#### [Task to carry out]
Exact reproduction of all the data is needed.

#### [Dataset content]
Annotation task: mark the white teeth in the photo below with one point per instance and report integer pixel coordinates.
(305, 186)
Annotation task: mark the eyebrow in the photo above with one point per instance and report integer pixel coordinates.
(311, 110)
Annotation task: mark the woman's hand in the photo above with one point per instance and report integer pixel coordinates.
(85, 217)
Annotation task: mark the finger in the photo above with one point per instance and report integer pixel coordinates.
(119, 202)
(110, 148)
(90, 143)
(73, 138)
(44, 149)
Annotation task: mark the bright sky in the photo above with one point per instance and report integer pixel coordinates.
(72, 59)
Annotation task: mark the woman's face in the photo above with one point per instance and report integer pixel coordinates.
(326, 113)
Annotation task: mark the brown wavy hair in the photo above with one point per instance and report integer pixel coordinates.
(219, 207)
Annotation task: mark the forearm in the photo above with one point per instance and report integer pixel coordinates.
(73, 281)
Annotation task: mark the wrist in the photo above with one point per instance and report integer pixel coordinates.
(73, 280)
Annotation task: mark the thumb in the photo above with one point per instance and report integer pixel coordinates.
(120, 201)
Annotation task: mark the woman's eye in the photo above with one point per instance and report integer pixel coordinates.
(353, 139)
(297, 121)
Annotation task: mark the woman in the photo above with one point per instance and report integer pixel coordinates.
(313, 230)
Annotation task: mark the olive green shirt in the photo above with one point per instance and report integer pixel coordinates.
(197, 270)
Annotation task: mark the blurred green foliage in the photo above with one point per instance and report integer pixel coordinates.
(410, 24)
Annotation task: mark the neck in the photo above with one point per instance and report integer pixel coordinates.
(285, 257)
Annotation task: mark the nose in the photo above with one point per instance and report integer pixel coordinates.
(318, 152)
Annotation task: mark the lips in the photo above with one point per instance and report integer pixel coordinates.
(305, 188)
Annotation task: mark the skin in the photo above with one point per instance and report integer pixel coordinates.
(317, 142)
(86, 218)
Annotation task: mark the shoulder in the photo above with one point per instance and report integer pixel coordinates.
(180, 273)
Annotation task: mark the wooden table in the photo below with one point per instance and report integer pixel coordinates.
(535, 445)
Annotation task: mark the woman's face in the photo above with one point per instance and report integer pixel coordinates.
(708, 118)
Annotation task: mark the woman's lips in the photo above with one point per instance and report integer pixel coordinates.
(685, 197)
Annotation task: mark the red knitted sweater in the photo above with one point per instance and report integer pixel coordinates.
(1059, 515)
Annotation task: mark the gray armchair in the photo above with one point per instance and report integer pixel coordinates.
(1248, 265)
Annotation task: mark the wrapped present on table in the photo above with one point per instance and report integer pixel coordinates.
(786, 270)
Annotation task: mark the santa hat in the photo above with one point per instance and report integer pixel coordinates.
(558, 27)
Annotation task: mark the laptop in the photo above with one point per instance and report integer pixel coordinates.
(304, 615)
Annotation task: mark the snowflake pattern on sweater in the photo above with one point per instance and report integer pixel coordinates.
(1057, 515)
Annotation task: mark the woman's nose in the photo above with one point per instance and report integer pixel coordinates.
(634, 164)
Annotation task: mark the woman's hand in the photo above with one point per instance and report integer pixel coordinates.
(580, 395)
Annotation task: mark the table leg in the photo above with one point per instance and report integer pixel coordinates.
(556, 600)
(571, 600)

#### [Worked solution]
Annotation task: mark the white teeth in the photo below with one point per instance and report integer pixel coordinates.
(305, 186)
Annotation task: mark the eyebrow in the photo above with one point per instance and report integer pixel coordinates.
(311, 110)
Annotation task: mark the woman's hand in the photo above with one point per instance and report integer pixel coordinates.
(85, 217)
Annotation task: mark the finger in the photo above with one point per instance and report integer pixel coordinates.
(119, 202)
(110, 148)
(90, 143)
(73, 138)
(44, 149)
Annotation task: mark the bright sky in the photo above with one point per instance and report integer pixel coordinates.
(72, 59)
Annotation task: mark the woman's face in the photo above with one point per instance and report integer pixel coordinates.
(326, 113)
Annotation task: mark the brown wavy hair in the photo above with one point per instance and report integer pixel coordinates.
(219, 207)
Annotation task: mark the forearm in the photo above with one point per instance and report integer pixel coordinates.
(73, 281)
Annotation task: mark the wrist in the photo above with one point per instance and report integer pixel coordinates.
(73, 280)
Annotation task: mark the thumb in the photo above with one point per instance and report integer pixel coordinates.
(120, 201)
Annotation task: mark the woman's eye in the photo above with one point per instance and report integer pixel coordinates.
(353, 139)
(297, 121)
Annotation task: mark the woman in the photo above with one point per instance and report integer pixel coordinates.
(313, 230)
Annotation task: mark the olive green shirt in the photo above with one point per instance and report integer pixel coordinates.
(197, 270)
Annotation task: mark the blurred green foliage in the photo above with one point per instance and report integer pixel coordinates.
(410, 24)
Annotation task: mark the neck in the photo above with one point per instance and report integer pixel coordinates.
(285, 257)
Annotation task: mark the nose in the photo above with one point per instance and report integer pixel coordinates.
(318, 152)
Annotation task: mark the lips in the photo above with one point per instance and report integer pixel coordinates.
(305, 188)
Annotation task: mark the skin in the photo above with one point per instance and report integer pixel coordinates.
(317, 142)
(86, 218)
Annotation task: mark the shoulder in the photo above with one point per instance and report integer pixel coordinates.
(180, 273)
Annotation task: mark the wooden table in the photo below with one point per instance and report integer pixel coordinates.
(535, 445)
Annotation task: mark the woman's face in the photo above with one point per instance and report integer pixel coordinates.
(708, 118)
Annotation task: mark the woman's lips in the photo above with one point per instance and report integer pixel coordinates.
(685, 197)
Annotation task: mark the red knitted sweater in the photo above with one point per instance and report integer pixel coordinates.
(1059, 515)
Annotation task: mark the gray armchair in the photo above with one point per instance and report integer pixel coordinates.
(1248, 265)
Annotation task: mark the wrapped present on table in the photo above with one point per instance and report integer pixel coordinates.
(786, 270)
Annotation task: mark the santa hat in the photo above with one point per instance and report integer pixel coordinates.
(558, 27)
Annotation task: mark the laptop in the photo above with one point per instance and report integer pixel coordinates.
(304, 615)
Annotation task: mark the snowflake pattern on sweater in the photo above with one point per instance and report integer pixel coordinates.
(1057, 515)
Annotation task: mark the woman's nose in the photo above with one point per instance and report integer pixel coordinates.
(634, 164)
Annotation task: mark the woman's hand in the photo above with one point per instance and report integer pixel coordinates.
(580, 395)
Annotation task: mark the table leg in the photo above with one point per instance and report integer pixel coordinates.
(556, 600)
(571, 600)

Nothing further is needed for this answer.